# Set problem:
Print every line of the material below word for word, leaving out the pictures.
— begin —
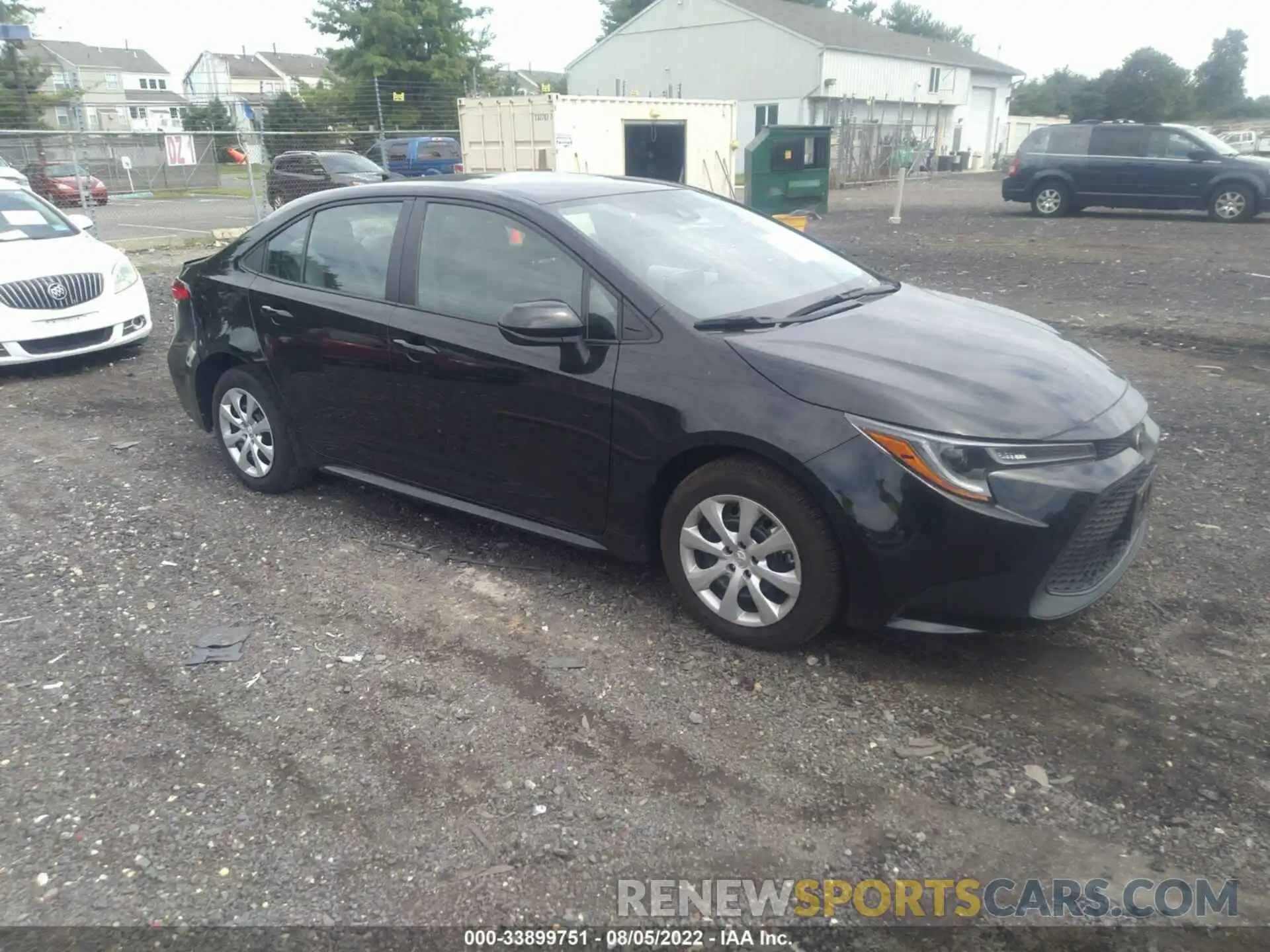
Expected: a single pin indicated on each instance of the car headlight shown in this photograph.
(125, 276)
(962, 466)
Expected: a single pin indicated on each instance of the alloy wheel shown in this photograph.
(1230, 205)
(247, 433)
(1049, 201)
(741, 560)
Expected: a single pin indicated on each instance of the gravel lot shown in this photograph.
(458, 774)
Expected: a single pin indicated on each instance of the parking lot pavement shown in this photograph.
(399, 746)
(171, 218)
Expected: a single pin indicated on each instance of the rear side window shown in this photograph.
(1068, 140)
(285, 259)
(349, 248)
(1118, 141)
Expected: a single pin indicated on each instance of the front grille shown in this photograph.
(51, 294)
(1100, 541)
(66, 342)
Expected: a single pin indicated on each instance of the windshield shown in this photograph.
(1212, 141)
(710, 258)
(349, 163)
(26, 218)
(64, 171)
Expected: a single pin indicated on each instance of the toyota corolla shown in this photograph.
(644, 370)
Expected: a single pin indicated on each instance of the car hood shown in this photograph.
(62, 255)
(943, 364)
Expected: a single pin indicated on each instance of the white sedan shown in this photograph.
(63, 292)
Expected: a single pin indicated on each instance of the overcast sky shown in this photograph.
(1089, 36)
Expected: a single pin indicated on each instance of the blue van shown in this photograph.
(421, 155)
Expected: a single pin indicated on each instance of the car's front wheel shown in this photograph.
(1052, 200)
(1232, 204)
(752, 555)
(253, 433)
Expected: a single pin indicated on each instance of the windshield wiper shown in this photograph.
(736, 323)
(842, 298)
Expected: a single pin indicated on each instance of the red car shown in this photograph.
(58, 183)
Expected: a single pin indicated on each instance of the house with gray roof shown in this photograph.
(107, 89)
(790, 63)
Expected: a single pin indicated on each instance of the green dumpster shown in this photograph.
(788, 169)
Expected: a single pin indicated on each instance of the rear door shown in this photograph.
(513, 427)
(1113, 175)
(323, 310)
(1170, 177)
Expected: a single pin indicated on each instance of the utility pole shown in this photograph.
(379, 110)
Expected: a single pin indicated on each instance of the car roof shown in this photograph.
(538, 187)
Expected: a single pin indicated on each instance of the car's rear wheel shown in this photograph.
(253, 433)
(1232, 204)
(752, 555)
(1052, 200)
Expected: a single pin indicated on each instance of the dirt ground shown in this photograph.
(460, 772)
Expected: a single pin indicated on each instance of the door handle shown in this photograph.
(414, 348)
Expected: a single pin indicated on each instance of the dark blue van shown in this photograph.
(421, 155)
(1121, 164)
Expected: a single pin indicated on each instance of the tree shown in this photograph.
(1220, 79)
(21, 77)
(905, 17)
(208, 117)
(1148, 87)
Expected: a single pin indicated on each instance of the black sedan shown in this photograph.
(644, 370)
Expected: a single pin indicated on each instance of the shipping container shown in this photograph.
(676, 140)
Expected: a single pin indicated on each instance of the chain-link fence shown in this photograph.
(875, 151)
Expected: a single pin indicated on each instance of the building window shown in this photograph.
(765, 116)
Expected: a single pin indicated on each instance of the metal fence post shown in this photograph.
(379, 110)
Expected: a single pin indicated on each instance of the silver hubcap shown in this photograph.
(247, 433)
(1049, 201)
(1230, 205)
(741, 561)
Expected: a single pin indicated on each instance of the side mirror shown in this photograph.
(541, 323)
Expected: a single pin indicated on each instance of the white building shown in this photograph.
(796, 65)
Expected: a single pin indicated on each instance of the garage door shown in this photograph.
(978, 126)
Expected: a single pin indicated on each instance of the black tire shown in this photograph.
(1232, 204)
(1052, 200)
(286, 471)
(820, 559)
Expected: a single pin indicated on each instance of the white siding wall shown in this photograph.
(861, 77)
(705, 50)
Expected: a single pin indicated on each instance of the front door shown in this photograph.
(1170, 177)
(323, 313)
(519, 428)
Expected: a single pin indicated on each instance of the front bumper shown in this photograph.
(1060, 539)
(108, 320)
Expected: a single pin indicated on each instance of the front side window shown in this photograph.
(1166, 143)
(349, 248)
(709, 258)
(285, 259)
(478, 264)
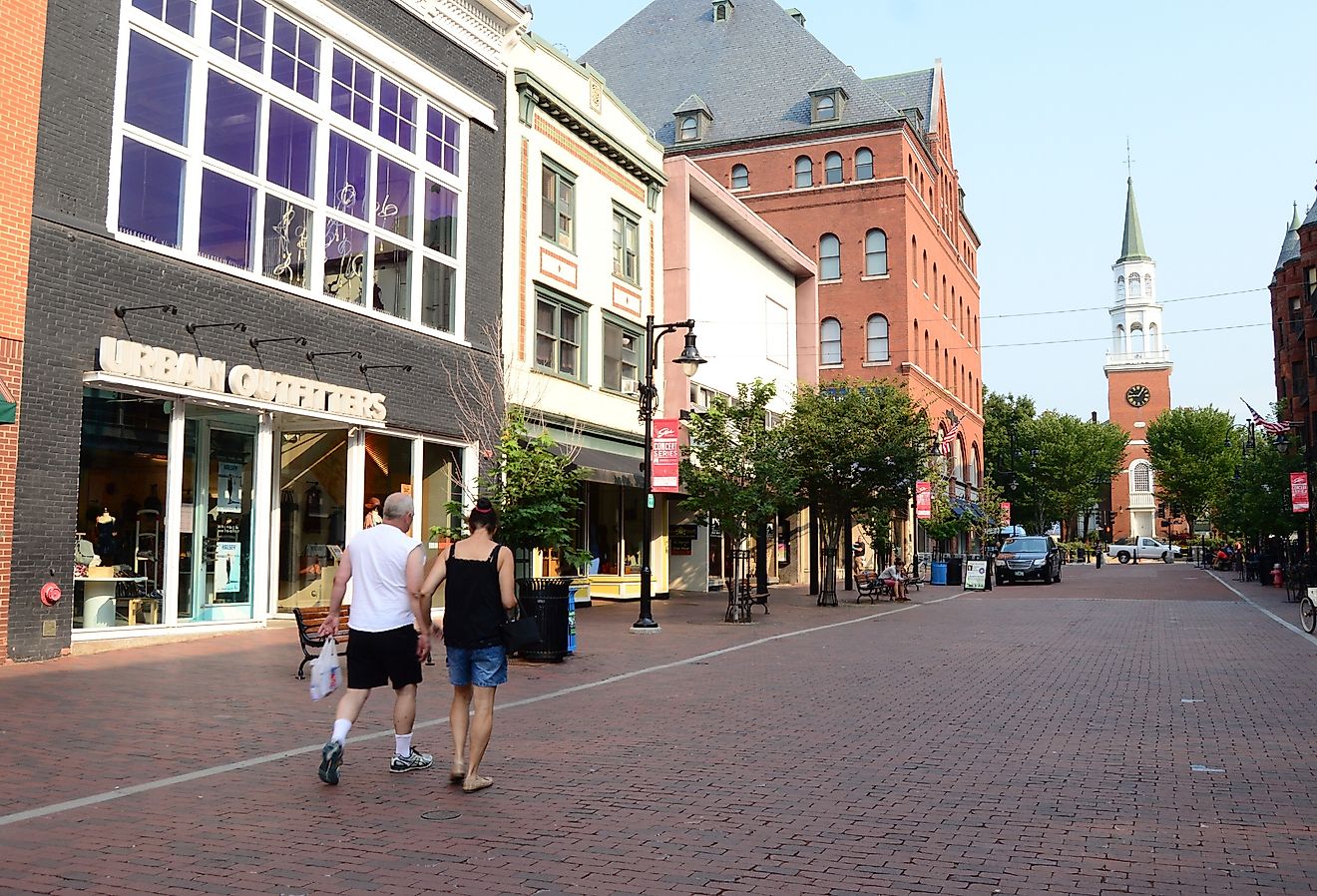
— end —
# Finished exercise:
Expected: a single pin indicated on each instance of the car headlight shown in this photograph.
(125, 276)
(962, 466)
Expected: a single pin indicated on each instance of the alloy wheel shown in this photograph.
(1230, 205)
(247, 433)
(1049, 201)
(741, 560)
Expected: a single pin indicated on each instance of the gravel lot shown in this photograph.
(458, 774)
Expected: a single pin indicated on each instance of the parking lot pavement shown in this photograph.
(399, 746)
(171, 218)
Expected: a single pin indicated on each instance of the rear side window shown in this photograph.
(1068, 140)
(285, 259)
(349, 248)
(1118, 141)
Expected: a single pin indicated on each instance of the front grille shown in this photograph.
(51, 294)
(1100, 541)
(66, 342)
Expected: a single pin indicated on each instance of the windshield shown in this photograph.
(1212, 141)
(710, 258)
(349, 163)
(26, 218)
(64, 171)
Expected: a single pin indicated on each instance of the toyota corolla shown in this photograph.
(644, 370)
Expected: a single pin indicated on each instance of the car hood shown in this photograph.
(62, 255)
(943, 364)
Expected: a single pin indicated on each instance of the white sedan shown in this photograph.
(63, 292)
Expected: a single pin indicated on each instance of the overcast sky shown in this photograph.
(1089, 36)
Expected: a single pin indicated on each instance of the blue van shown in this photograph.
(421, 155)
Expected: a single pin indicated on each instance of the car's front wheel shown in this photograph.
(1052, 200)
(1232, 204)
(752, 555)
(253, 433)
Expected: a single pin indicated on each instance of the windshield wiper shown in this photograph.
(736, 323)
(842, 298)
Expected: a single pin indicated on each instance of the red car shown in this photograph.
(58, 183)
Expected: a single pin indicated on each instance of the house with gray roof shown in this photograph.
(107, 89)
(790, 63)
Expected: a single pin indicated on each instance of the green dumpster shown in this photograph.
(788, 169)
Expected: a single pin indicated on each instance of the rear door shown in this photograph.
(513, 427)
(1113, 175)
(323, 310)
(1170, 177)
Expected: a single pin indicated on each instance of the utility pole shown in this photograph.
(379, 110)
Expected: a single pin indicated on each instance of the car roof shown in this photograph.
(538, 187)
Expected: a single pin indicated on each instance of the car's rear wheel shown in this photograph.
(253, 433)
(1232, 204)
(752, 555)
(1052, 200)
Expected: a single pin indicated on each instance of the dirt ground shown in this photograph.
(460, 772)
Expected: a single pin indicated on each instance of the door handle shown in this photograph.
(414, 348)
Expected: a single pin indicated on each instance of the dark blue van shown in this photograph.
(421, 155)
(1121, 164)
Expected: a single pin indicated on each instance of the tree shown in this photograph.
(1220, 79)
(21, 77)
(905, 17)
(208, 117)
(1148, 87)
Expected: a single pin indicated on each instance of the black sedan shown in this photograph.
(644, 370)
Expected: a single pin indicated on each instance of the shipping container shown in this photograph.
(676, 140)
Expected: a single pin indicated on each instance of the chain-link fence shown in this photograph.
(875, 151)
Expected: a single pin indicated on each instance of the building window shown in this photograph.
(765, 116)
Expected: a single pin indicated on each instance of the metal fence post shown in this photograph.
(379, 110)
Expected: a single pin indicated on each instance of the silver hubcap shown in this photograph.
(247, 433)
(1049, 201)
(1230, 205)
(741, 561)
Expected: a single pin indicated on each instance of the side mirror shown in this photograph.
(541, 323)
Expected: a single pin indicated on each instance of the white building shown in this photograph.
(796, 65)
Expected: a single pin indicated on each instance of the garage door shown in this photograph.
(978, 126)
Expected: a single pin indicated on each instance of the black tire shown in this photograph.
(1232, 204)
(1052, 200)
(286, 471)
(820, 559)
Expected: a single pin indicated on each instance of the white siding wall shown in this photograph.
(861, 77)
(705, 50)
Expected: a single pin indicated on each instance of the front door shown in this photograph.
(1170, 177)
(323, 313)
(519, 428)
Expected: a single pin indicated on each instance of the front bumper shown in this photograph.
(1060, 539)
(108, 320)
Expected: a single pin indicated on each instance of the front side window shown in this photograph.
(1166, 143)
(349, 248)
(709, 258)
(285, 259)
(478, 264)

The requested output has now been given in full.